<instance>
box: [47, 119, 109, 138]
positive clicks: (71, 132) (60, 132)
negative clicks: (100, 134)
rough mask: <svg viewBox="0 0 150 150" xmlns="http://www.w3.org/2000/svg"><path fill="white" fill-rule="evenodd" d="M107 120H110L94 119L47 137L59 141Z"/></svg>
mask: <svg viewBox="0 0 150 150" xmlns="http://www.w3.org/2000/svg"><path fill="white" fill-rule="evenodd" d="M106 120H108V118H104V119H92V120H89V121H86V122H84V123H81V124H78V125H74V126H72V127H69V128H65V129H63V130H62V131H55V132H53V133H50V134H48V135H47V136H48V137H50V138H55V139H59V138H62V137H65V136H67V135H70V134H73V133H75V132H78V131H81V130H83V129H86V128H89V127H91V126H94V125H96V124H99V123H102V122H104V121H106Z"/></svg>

---

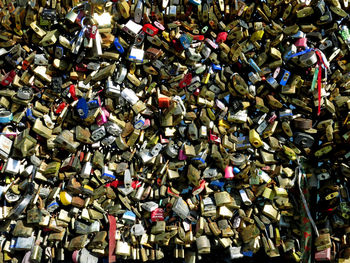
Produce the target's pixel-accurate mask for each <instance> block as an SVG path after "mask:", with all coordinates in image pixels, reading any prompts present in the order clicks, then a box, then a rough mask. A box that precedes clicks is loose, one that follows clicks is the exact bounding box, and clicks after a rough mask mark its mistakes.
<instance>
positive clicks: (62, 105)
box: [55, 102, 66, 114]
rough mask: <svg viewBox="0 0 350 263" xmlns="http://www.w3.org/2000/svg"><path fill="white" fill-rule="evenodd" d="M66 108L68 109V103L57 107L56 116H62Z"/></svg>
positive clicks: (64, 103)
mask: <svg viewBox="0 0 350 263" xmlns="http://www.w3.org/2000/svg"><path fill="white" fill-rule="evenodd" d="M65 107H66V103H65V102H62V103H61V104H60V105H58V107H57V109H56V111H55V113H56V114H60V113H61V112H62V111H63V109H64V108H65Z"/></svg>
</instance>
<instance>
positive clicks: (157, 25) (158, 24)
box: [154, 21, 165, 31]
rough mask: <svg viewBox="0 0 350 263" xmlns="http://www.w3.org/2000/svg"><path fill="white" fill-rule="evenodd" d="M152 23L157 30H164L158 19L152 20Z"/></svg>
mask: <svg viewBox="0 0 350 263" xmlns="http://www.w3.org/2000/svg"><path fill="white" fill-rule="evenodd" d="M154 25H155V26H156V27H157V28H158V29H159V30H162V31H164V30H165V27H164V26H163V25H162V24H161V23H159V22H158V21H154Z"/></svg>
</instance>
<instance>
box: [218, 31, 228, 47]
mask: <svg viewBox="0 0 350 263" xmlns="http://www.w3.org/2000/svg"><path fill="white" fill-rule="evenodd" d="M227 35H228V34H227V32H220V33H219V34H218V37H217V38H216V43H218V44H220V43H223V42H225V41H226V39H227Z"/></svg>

---

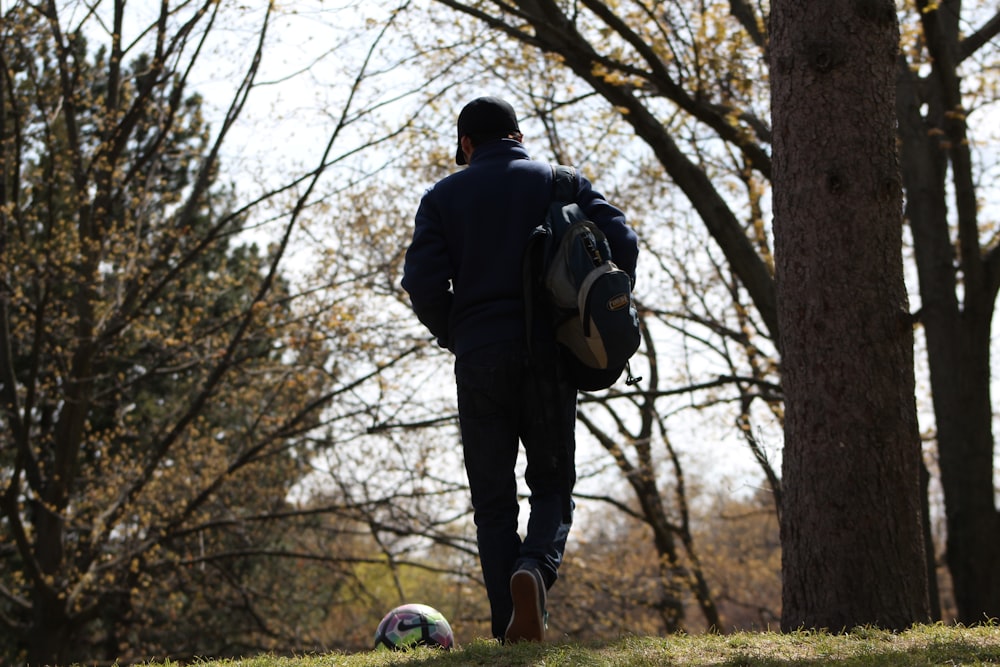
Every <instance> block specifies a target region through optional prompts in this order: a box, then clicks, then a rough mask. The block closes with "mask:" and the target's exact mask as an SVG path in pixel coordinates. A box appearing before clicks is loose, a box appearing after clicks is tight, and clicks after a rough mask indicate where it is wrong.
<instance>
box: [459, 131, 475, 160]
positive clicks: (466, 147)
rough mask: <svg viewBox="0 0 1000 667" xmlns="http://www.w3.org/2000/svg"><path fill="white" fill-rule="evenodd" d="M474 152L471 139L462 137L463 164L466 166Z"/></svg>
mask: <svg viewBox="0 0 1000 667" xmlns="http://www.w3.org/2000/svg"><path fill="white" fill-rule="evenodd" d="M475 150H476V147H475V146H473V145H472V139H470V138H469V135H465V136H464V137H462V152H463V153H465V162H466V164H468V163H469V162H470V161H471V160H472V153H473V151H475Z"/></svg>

Task details
Rewrite the part that opens with the line containing "108L68 109V103L57 107L56" and closes with the line containing "positive clicks: (64, 103)", swapping "rough mask" for "coarse mask" and leaving everything else unchanged.

Solution
coarse mask: <svg viewBox="0 0 350 263" xmlns="http://www.w3.org/2000/svg"><path fill="white" fill-rule="evenodd" d="M66 108L68 109V103L57 107L56 116H62Z"/></svg>
positive clicks: (64, 103)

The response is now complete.